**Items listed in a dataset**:
--- START ---
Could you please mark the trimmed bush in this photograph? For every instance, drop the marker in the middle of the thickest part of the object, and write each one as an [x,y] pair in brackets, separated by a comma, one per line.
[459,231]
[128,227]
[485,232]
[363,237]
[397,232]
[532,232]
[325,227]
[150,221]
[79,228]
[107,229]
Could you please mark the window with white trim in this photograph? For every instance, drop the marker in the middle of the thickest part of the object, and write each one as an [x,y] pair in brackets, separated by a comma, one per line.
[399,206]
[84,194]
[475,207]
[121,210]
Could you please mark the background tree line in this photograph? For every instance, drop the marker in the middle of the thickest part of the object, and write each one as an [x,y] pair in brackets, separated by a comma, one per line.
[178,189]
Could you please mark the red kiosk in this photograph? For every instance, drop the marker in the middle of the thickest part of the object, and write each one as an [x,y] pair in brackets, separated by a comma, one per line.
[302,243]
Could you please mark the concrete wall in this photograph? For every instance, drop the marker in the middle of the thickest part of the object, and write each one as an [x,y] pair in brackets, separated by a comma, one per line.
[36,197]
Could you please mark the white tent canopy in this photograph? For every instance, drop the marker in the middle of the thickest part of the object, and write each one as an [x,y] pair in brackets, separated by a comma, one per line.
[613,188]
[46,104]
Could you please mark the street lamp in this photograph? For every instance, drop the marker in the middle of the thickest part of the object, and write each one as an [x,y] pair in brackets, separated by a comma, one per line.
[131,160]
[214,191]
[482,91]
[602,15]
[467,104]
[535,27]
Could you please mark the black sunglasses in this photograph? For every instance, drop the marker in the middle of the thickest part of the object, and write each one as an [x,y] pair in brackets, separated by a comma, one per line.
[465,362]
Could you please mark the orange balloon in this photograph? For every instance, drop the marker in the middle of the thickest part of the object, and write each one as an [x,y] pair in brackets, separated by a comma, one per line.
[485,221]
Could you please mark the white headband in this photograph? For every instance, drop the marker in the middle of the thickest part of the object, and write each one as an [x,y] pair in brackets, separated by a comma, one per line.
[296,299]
--- END ---
**What you should do**: The full set of records above must be reproduced exactly in the reply.

**Reply**:
Could you please mark the trimmed bush in this photograph? For every instance, drop the marker in the middle of the thickest part of the object, and write each one as an [x,y] pair in brackets, separated by a comma, one per line.
[459,231]
[128,227]
[485,232]
[363,237]
[397,232]
[532,232]
[325,227]
[150,221]
[79,228]
[107,229]
Could you please mark the window with white trim in this photograph? For every instance, drop the marker in the middle of the thickest part of the object, and write each one as an [x,y] pair in brackets, separated by a comma, one per line.
[399,206]
[84,194]
[475,207]
[121,210]
Could you please mark the background tree line in this photograph? For every instance, drop the marker in the middle of the thickest part of the object, and write each one as an [x,y] pair in brackets, separated by a comma, one per line.
[178,189]
Could you please mark the red kiosk in this photograph? For every instance, drop the marker in the middle of the thickest part of the object, and write each one as an [x,y] pair in brackets, separated by a comma, one per line.
[302,243]
Could you please mark the concrete wall in this photograph? For every instance, drop the marker in the middle of the thickest part of the object, and write each one as an [x,y] pair in brackets, separated by a comma, one per line.
[36,197]
Could you please mark the white tent canopy in this photograph? For every instance, drop the marker in the middle of the thickest part of the object, and write each one as an [x,y] pair in brackets, separated by a comma, one per line.
[613,188]
[46,104]
Could you please mark the street lamp in this photograph? For every instance, drop the marker in the middle of the thickest part of the object, and write each one as an [x,y] pair in brackets, separated by a comma, one per line.
[131,160]
[214,191]
[482,91]
[602,15]
[467,104]
[535,27]
Could you please mark the black sunglasses in this photograph? For every instance, drop the marker in the middle of the thickest part of the object, and write each one as an [x,y] pair in brackets, separated by a comma, one per line.
[465,362]
Could you please mark the orange balloon in this photograph? For every instance, drop the marker in the middle of the thickest part of the object, and write each one as an [x,y] pair in brackets, separated by a comma, one per line.
[485,221]
Could you please mark the white headband in this photograph? For every instance, drop the marker in the middle of the thickest part of the object, and write each one as an [x,y] pair in brackets, separated by a comma, one per line.
[296,299]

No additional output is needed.